◆ Work required:
Everything from the line with "in dark jacket" through the last line of the records below should be copied exactly, both ends included.

◆ Provided entries:

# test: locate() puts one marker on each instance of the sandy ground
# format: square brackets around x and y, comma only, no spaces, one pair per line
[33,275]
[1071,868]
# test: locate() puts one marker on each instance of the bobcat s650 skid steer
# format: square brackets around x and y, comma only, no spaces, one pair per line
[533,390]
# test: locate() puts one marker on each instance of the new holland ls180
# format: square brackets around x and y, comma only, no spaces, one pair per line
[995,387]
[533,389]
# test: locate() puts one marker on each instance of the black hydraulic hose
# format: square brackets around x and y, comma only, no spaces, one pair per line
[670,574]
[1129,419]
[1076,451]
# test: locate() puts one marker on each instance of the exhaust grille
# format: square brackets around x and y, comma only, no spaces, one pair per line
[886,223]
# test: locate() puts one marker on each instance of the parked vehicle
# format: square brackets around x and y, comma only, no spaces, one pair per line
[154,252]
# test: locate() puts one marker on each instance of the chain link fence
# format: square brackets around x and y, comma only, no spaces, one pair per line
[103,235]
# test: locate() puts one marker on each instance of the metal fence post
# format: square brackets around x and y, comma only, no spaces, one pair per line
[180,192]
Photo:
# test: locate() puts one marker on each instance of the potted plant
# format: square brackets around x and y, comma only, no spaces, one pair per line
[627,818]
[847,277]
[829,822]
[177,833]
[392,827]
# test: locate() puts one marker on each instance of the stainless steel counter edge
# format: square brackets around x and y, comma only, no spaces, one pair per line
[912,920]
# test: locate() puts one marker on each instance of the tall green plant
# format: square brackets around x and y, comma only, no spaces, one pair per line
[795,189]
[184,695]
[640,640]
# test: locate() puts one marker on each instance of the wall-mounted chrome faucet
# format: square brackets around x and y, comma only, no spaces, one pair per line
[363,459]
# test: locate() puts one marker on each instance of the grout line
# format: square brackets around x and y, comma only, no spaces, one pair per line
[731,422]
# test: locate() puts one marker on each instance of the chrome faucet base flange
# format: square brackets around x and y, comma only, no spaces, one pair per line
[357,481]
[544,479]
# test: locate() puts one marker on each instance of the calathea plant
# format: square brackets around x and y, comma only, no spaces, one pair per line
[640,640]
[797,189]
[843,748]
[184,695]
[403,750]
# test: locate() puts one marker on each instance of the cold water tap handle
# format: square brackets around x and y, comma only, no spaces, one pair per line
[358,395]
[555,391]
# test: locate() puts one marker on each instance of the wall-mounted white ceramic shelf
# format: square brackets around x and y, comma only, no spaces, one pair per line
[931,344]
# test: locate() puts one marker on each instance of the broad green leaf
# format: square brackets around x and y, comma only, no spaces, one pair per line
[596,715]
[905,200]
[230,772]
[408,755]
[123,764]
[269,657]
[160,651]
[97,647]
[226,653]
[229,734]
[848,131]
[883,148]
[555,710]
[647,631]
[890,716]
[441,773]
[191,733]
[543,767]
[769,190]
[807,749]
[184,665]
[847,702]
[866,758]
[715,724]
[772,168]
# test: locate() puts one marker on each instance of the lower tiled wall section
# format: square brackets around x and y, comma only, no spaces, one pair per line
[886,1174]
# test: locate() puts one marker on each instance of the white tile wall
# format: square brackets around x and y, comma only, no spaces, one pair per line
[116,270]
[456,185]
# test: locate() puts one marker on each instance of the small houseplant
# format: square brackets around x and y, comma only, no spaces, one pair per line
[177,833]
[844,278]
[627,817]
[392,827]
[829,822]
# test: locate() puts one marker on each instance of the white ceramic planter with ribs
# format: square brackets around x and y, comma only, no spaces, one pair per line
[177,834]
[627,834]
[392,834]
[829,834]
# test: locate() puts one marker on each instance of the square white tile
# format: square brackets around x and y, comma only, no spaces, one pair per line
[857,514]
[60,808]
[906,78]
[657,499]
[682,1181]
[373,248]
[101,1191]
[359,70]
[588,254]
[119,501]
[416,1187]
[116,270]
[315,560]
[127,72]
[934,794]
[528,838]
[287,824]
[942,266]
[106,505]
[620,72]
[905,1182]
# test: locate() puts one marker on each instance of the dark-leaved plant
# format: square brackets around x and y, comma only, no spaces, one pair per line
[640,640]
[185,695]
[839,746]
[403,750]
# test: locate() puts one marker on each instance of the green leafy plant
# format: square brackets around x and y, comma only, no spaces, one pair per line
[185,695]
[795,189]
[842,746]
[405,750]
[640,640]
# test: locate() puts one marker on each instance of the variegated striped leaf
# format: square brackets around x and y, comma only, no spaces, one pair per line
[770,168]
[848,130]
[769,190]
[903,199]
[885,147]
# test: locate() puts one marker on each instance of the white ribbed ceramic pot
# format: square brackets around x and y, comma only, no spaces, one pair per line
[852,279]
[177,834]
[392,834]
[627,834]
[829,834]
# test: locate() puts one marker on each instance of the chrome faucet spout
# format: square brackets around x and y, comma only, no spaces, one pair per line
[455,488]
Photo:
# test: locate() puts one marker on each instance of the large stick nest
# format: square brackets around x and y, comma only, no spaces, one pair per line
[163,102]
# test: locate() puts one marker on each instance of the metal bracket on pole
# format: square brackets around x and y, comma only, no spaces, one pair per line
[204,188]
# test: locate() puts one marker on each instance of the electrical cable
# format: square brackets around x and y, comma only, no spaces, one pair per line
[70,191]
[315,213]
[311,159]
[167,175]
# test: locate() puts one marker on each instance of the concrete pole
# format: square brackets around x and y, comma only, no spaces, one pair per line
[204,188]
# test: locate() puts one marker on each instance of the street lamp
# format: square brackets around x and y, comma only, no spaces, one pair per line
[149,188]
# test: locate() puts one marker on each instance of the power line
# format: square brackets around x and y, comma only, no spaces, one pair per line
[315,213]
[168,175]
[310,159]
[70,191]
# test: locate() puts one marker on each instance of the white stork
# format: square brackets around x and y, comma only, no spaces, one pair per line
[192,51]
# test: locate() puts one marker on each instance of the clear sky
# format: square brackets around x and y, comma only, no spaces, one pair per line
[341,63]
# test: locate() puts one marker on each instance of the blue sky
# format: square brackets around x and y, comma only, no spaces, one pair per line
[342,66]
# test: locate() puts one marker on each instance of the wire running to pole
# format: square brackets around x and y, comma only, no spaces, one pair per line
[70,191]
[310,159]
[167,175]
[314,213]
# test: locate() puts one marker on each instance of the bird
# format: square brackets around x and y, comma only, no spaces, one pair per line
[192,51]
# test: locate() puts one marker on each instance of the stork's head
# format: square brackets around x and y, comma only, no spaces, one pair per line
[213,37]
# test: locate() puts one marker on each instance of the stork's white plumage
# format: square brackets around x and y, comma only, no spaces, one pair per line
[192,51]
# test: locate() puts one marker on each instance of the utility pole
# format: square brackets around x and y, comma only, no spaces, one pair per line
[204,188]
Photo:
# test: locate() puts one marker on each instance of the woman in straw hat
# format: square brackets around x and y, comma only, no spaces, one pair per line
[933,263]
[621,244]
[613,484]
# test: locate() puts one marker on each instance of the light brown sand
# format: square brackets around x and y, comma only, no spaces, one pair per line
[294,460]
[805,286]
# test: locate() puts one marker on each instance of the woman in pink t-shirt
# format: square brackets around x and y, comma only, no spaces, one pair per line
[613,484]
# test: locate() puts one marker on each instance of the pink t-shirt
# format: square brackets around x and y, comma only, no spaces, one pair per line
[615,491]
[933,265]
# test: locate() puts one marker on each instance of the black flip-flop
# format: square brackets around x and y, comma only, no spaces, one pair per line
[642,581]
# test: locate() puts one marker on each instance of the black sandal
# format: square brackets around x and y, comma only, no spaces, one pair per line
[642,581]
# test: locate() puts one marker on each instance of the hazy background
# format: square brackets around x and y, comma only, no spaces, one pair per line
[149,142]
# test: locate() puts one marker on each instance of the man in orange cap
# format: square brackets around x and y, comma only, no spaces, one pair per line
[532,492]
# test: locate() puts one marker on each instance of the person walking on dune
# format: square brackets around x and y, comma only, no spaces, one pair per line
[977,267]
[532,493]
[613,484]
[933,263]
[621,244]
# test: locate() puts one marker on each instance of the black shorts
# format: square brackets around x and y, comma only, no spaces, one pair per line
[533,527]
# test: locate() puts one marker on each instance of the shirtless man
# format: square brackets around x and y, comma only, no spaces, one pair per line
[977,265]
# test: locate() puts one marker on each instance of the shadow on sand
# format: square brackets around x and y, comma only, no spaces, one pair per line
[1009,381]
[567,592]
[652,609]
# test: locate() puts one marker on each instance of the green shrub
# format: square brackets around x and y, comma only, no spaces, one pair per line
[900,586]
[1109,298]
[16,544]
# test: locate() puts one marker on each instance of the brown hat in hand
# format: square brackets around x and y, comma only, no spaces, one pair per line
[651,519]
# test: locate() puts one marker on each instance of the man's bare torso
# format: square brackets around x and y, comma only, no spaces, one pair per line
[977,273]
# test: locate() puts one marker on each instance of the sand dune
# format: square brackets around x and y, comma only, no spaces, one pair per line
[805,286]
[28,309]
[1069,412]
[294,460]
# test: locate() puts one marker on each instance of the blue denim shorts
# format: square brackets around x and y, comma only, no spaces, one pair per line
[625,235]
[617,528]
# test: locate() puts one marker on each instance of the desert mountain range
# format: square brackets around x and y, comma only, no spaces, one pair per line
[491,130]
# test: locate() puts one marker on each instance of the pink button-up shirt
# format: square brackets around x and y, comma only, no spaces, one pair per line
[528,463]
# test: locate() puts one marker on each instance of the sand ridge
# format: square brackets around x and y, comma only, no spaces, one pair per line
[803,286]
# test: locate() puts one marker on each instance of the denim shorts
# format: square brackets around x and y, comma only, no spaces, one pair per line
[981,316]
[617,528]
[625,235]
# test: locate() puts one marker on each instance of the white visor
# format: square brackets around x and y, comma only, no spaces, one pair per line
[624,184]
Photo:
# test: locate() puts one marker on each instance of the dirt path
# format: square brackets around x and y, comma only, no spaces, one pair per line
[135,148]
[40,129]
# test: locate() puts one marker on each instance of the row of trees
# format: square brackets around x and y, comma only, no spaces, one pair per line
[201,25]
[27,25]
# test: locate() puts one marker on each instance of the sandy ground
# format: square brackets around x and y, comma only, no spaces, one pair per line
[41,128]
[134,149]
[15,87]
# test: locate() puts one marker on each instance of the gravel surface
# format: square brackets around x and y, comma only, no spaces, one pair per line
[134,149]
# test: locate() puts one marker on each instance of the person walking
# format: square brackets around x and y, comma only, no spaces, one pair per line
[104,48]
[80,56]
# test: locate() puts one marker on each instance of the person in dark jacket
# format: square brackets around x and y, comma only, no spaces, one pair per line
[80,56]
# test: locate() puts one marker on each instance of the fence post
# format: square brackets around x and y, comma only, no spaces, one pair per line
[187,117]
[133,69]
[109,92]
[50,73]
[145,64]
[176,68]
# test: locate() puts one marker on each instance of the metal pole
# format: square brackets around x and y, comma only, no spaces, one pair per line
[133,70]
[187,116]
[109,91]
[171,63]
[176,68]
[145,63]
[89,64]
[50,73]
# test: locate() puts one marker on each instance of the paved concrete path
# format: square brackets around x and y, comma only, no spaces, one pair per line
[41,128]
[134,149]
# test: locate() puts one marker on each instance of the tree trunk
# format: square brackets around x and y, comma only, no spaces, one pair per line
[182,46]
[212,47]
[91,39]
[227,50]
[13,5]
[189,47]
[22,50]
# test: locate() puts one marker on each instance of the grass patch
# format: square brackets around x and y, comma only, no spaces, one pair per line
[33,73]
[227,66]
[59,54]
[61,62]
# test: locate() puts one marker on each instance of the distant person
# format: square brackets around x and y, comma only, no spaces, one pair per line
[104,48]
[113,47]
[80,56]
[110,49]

◆ Answer to this exercise:
# test: locate() puts one marker on each instance of the person in dark jacket
# format: square brackets around x and y, comma only, no spaces, one pair per line
[80,56]
# test: locate() puts one marker on each instance of the fence post
# format: square brackets around x and y, comma only, no spaces, one pair per line
[187,117]
[133,69]
[109,92]
[50,73]
[145,64]
[176,68]
# test: locate() puts one marker on each instance of the metal pole
# format: square brackets around x and y, comma only, no spaces, one pair per line
[133,70]
[187,116]
[109,91]
[171,63]
[176,68]
[145,63]
[89,64]
[50,73]
# test: locate() puts one marker on each instance of the paved concrete path
# format: square brackets around x and y, comma only, no spaces, one pair per line
[41,128]
[134,149]
# test: locate() puts one marker on each instance of the tree trunk
# format: square brackets around x and y, comma only, no spaces, one pair per line
[182,46]
[212,47]
[91,39]
[227,50]
[13,5]
[189,47]
[22,50]
# test: locate() puts one marker on each instance of the grass patch
# format: square brackets around x and y, comma only, no spaces, one pair per line
[33,73]
[227,66]
[59,54]
[61,62]
# test: locate() puts one marker on each instance of the distant person
# format: square brackets around x and y, comma only, no spaces, one pair per line
[104,48]
[113,47]
[80,56]
[110,49]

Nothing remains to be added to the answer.